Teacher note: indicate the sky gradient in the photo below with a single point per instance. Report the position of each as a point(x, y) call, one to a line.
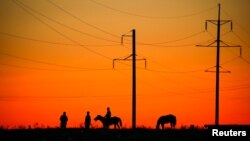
point(57, 55)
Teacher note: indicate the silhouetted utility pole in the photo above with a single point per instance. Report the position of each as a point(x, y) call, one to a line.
point(218, 22)
point(133, 55)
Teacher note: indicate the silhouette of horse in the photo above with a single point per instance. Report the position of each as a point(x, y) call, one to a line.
point(166, 119)
point(116, 121)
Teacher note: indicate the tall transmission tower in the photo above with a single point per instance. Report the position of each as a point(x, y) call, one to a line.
point(218, 42)
point(133, 55)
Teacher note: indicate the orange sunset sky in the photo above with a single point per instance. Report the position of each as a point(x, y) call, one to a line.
point(57, 55)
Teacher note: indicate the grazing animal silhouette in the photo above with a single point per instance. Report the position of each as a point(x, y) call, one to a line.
point(166, 119)
point(116, 121)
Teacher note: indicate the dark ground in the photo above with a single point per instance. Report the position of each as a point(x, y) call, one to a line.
point(80, 134)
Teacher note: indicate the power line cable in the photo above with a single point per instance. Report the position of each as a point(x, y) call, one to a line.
point(64, 25)
point(50, 42)
point(53, 64)
point(18, 3)
point(79, 19)
point(150, 17)
point(176, 40)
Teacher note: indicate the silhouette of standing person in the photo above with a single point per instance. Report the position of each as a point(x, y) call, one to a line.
point(64, 120)
point(108, 116)
point(87, 120)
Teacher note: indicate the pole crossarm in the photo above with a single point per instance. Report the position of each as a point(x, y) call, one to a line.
point(129, 58)
point(223, 44)
point(217, 22)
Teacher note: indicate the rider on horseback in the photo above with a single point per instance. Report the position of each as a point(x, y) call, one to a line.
point(108, 115)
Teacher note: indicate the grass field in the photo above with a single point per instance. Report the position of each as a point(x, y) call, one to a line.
point(81, 134)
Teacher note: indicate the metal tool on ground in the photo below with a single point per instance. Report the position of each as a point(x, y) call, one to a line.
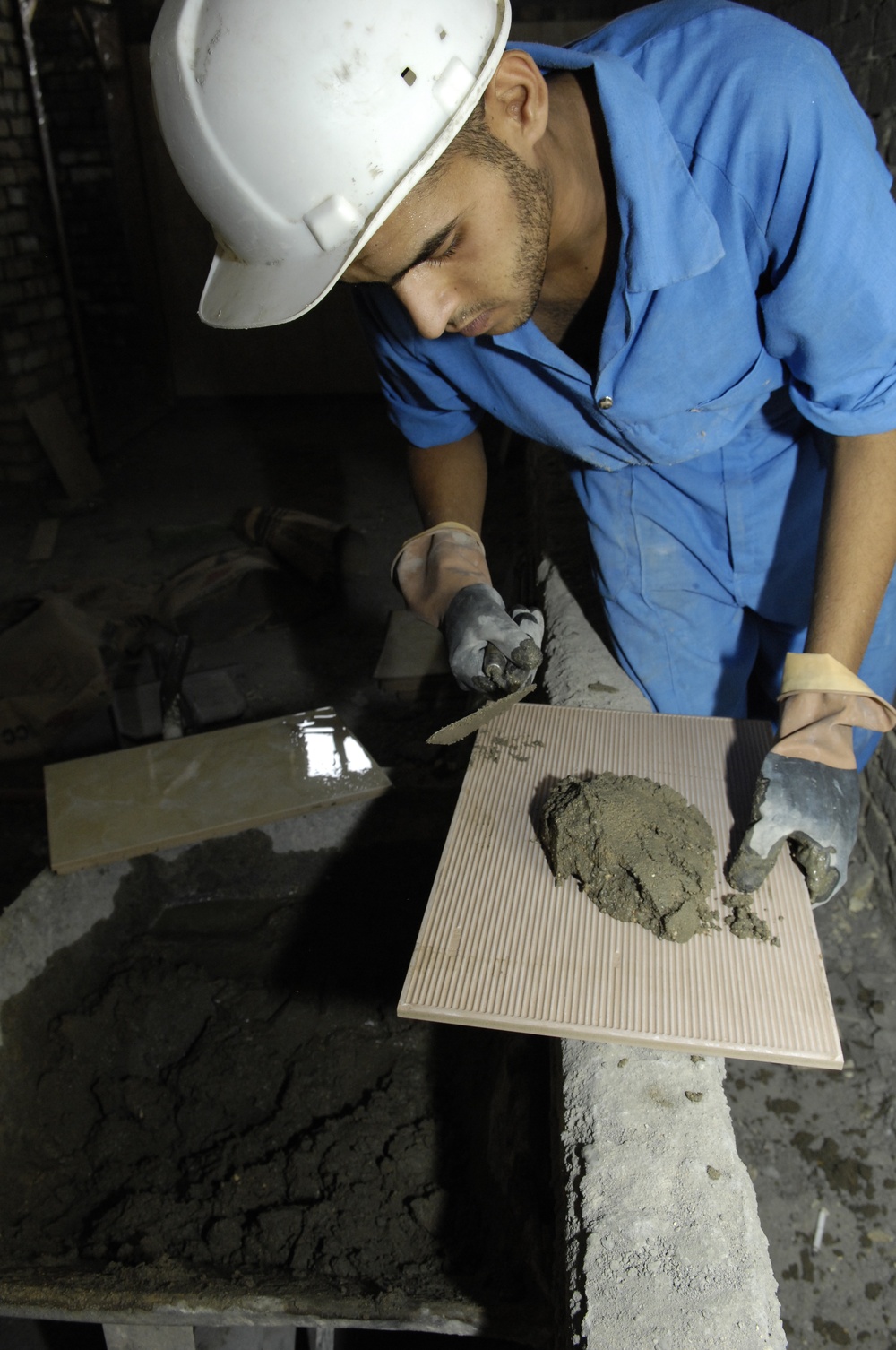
point(170, 688)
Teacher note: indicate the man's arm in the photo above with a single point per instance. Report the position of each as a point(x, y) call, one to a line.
point(807, 789)
point(444, 576)
point(450, 480)
point(857, 547)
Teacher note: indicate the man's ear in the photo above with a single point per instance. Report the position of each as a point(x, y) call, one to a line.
point(516, 103)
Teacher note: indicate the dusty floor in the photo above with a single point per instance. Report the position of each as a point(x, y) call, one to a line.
point(218, 1094)
point(811, 1141)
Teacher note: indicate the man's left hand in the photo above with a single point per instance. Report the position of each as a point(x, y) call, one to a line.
point(807, 789)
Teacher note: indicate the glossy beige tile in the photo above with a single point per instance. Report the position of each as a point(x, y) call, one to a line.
point(502, 947)
point(151, 797)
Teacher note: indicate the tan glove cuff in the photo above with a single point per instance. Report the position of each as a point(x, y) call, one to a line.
point(435, 565)
point(821, 704)
point(426, 533)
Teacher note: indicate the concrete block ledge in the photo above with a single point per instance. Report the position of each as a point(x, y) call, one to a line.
point(661, 1237)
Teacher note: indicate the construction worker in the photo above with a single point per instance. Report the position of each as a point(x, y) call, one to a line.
point(669, 251)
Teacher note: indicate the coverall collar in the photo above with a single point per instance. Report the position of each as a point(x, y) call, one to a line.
point(668, 231)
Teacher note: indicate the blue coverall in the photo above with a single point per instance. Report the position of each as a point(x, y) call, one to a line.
point(754, 312)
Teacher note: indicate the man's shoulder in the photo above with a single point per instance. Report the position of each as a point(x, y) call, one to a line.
point(722, 27)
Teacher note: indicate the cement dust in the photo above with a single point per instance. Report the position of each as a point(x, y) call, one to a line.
point(637, 848)
point(744, 922)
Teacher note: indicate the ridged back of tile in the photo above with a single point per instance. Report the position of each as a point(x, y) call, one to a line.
point(502, 947)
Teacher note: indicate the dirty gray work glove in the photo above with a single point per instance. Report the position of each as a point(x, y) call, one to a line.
point(444, 578)
point(807, 789)
point(488, 650)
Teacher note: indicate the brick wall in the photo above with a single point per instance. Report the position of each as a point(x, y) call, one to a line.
point(35, 346)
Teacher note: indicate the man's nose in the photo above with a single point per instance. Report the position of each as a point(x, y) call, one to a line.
point(429, 301)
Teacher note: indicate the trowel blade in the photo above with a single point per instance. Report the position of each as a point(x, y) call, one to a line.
point(470, 723)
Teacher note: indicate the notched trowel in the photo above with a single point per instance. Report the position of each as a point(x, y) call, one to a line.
point(470, 723)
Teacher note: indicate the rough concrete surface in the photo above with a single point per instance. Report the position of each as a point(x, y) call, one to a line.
point(663, 1233)
point(661, 1253)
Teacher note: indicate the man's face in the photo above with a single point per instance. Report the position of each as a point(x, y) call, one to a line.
point(466, 251)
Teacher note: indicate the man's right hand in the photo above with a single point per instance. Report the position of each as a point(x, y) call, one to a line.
point(488, 650)
point(444, 578)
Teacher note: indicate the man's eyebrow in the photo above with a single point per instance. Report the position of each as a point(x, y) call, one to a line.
point(432, 245)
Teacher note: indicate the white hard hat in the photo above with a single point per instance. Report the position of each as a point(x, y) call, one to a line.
point(298, 125)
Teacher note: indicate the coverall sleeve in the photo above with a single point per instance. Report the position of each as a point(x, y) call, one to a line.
point(421, 402)
point(829, 293)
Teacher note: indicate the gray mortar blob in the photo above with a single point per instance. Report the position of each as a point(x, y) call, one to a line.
point(637, 848)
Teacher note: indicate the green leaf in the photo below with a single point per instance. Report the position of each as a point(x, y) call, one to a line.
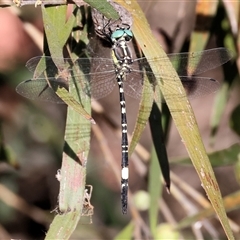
point(231, 202)
point(235, 120)
point(57, 28)
point(154, 189)
point(227, 156)
point(181, 111)
point(126, 233)
point(104, 7)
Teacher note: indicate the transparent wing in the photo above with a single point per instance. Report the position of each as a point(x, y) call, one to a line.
point(191, 63)
point(99, 74)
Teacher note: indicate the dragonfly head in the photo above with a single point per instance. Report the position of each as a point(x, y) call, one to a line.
point(122, 35)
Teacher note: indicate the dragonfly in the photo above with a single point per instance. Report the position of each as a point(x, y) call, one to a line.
point(99, 76)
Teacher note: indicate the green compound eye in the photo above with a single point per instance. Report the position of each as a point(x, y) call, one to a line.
point(129, 33)
point(117, 34)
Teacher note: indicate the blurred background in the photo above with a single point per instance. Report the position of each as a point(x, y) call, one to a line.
point(32, 132)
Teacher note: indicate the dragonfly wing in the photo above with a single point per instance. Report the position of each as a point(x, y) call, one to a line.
point(40, 90)
point(102, 84)
point(192, 63)
point(102, 77)
point(199, 86)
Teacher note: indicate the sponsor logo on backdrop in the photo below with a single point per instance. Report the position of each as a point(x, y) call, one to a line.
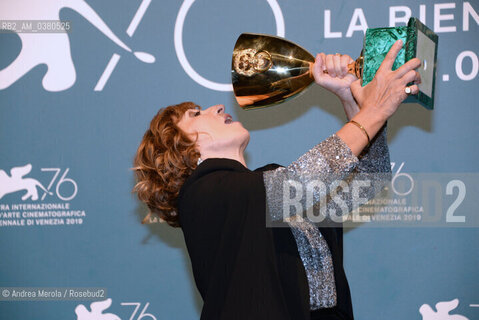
point(45, 201)
point(443, 308)
point(180, 52)
point(53, 49)
point(97, 311)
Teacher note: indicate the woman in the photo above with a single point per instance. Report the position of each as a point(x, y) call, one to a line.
point(192, 173)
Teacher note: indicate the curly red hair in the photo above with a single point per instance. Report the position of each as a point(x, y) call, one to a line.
point(164, 160)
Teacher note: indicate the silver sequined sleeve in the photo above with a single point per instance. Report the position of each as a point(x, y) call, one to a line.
* * * * * * * * *
Please return, word for word, the rows starting with the line that contains "Teacher note: indicate the green leaf" and going on through the line that contains "point(99, 76)", with both of those lines included. Omit the pictures from your answer.

Teacher note: indicate the green leaf in the photo below with a single point per instance. Report the position of each as a point(x, y) call, one to a line.
point(231, 202)
point(235, 120)
point(57, 28)
point(154, 189)
point(227, 156)
point(181, 111)
point(126, 233)
point(104, 7)
Teacher note: indicate the transparent wing in the photo above with a single point per instance. Report the position of each as a point(x, y) call, one to a line.
point(191, 63)
point(99, 74)
Teacher note: indicate the dragonfly head in the photo above with a single point per instance. Report the position of each as a point(x, y) call, one to a line.
point(122, 35)
Teacher note: indicate the dragonfly in the photo above with a single point per instance. Report the position of each as a point(x, y) call, one to a line.
point(99, 76)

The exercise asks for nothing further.